**DATA UNDER STUDY**

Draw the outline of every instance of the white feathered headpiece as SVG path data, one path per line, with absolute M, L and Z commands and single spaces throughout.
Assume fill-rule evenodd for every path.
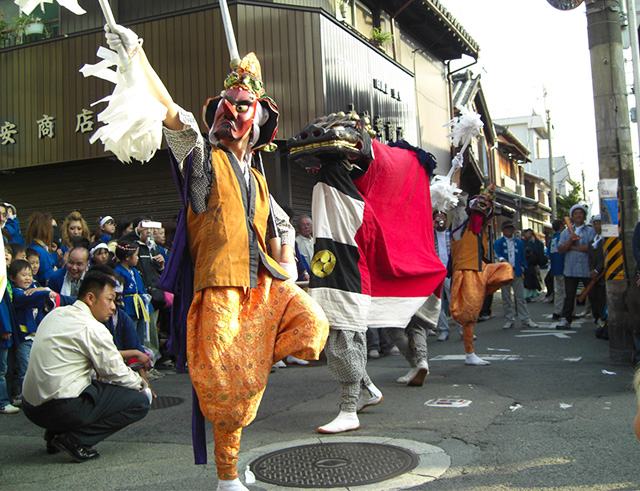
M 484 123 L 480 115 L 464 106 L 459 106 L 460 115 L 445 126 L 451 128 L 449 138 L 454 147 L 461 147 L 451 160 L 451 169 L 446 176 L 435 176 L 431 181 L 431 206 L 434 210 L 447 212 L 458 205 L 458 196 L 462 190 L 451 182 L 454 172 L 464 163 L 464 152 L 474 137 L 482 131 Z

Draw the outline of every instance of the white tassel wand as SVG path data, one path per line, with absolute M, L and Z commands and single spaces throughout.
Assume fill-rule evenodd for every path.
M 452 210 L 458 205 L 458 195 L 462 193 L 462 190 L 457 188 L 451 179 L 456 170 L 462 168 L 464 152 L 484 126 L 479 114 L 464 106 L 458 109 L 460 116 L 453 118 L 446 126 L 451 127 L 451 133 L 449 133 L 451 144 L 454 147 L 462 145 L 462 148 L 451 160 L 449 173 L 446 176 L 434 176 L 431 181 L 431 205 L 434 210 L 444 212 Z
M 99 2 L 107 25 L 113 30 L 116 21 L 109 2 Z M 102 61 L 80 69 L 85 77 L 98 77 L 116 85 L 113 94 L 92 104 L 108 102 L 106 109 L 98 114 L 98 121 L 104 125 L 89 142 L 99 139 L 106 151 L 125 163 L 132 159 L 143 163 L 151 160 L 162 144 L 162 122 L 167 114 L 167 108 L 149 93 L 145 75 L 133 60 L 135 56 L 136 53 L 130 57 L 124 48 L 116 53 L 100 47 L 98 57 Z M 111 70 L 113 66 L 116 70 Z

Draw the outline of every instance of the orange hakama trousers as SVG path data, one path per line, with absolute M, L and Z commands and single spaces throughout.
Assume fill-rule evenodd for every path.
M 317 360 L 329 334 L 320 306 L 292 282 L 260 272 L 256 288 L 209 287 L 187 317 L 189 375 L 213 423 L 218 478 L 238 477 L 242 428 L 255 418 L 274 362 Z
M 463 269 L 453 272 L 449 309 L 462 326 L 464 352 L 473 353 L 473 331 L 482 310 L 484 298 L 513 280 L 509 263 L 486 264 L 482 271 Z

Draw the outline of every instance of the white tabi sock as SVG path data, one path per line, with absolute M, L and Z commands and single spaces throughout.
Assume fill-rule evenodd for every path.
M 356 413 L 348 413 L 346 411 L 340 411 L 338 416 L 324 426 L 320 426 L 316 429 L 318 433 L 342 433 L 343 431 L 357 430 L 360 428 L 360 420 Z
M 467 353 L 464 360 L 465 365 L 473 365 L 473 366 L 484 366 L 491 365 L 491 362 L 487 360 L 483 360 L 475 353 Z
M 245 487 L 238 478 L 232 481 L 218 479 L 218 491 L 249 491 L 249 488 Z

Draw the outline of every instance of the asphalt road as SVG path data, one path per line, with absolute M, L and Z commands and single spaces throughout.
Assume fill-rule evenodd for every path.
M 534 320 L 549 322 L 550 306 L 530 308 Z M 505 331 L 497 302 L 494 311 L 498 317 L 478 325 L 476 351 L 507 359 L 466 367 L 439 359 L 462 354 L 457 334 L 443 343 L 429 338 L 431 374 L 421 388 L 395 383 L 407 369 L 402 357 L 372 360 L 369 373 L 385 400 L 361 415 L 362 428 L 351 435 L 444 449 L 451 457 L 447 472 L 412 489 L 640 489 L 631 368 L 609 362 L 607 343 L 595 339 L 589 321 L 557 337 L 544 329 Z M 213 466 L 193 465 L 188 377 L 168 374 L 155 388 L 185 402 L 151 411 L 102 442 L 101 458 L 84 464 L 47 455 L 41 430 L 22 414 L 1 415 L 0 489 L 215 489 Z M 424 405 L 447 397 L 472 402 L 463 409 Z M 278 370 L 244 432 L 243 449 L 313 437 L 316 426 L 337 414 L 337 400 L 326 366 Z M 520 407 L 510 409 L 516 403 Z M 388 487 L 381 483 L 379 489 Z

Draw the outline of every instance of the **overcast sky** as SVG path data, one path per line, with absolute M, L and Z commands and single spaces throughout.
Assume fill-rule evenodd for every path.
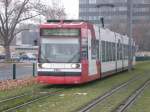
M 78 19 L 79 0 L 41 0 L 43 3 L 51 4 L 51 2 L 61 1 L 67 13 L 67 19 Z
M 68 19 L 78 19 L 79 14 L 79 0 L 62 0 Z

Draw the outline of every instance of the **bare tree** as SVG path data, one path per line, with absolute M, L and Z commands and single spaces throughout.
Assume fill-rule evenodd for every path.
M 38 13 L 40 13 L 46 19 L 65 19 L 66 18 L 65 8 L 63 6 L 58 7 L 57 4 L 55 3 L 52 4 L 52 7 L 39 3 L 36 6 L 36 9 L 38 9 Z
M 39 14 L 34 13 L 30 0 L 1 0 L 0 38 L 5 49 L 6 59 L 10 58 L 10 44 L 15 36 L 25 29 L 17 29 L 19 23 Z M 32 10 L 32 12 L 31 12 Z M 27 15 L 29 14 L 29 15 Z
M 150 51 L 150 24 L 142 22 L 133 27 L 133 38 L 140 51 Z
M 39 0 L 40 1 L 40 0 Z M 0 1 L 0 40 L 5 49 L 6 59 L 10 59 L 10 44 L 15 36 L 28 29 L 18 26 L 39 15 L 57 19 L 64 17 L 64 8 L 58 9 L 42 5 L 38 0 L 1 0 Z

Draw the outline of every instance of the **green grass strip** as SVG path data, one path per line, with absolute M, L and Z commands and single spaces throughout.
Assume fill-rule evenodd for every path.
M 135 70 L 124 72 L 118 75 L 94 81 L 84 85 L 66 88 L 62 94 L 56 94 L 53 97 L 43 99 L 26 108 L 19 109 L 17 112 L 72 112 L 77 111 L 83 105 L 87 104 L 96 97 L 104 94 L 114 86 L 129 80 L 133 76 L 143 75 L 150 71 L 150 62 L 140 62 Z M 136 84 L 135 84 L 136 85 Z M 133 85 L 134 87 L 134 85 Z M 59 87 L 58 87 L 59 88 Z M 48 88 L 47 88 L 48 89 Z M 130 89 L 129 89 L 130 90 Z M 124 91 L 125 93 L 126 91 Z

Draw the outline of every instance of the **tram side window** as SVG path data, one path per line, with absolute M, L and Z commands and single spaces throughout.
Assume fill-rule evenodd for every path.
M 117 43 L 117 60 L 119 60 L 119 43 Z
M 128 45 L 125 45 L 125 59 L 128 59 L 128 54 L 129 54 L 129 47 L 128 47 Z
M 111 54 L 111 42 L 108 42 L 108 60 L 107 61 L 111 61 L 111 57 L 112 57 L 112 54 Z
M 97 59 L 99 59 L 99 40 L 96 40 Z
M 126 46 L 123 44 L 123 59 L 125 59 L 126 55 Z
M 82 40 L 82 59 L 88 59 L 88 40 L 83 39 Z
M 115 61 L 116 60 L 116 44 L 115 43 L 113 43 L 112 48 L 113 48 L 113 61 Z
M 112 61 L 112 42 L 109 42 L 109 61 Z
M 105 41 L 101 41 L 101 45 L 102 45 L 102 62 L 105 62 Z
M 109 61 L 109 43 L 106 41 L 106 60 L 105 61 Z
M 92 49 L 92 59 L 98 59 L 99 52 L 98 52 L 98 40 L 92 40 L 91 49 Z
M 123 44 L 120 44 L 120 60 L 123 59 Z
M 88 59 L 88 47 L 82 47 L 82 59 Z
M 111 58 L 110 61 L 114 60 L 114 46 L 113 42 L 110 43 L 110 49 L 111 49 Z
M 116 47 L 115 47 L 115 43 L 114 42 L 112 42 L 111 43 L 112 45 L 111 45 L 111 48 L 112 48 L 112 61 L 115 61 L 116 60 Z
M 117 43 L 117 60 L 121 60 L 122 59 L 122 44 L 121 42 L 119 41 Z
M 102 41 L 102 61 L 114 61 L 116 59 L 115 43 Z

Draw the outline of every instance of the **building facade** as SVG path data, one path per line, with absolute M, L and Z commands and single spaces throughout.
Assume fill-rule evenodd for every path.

**DESCRIPTION OF THE TASK**
Your answer should consist of the lines above that hold the word "white", copied exactly.

**RESPONSE BOX**
Draw the outline of every instance of the white feathered headpiece as SVG path data, one path per line, with absolute M, L and Z commands and single spaces throughout.
Draw the outline of every instance of the white tassel wand as SVG path data, one path per line, with absolute M, L and Z commands and single spaces throughout.
Draw the outline of every instance of the white tabi sock as SVG path data, one path per line, with absolute M, L and Z commands and single spaces throughout.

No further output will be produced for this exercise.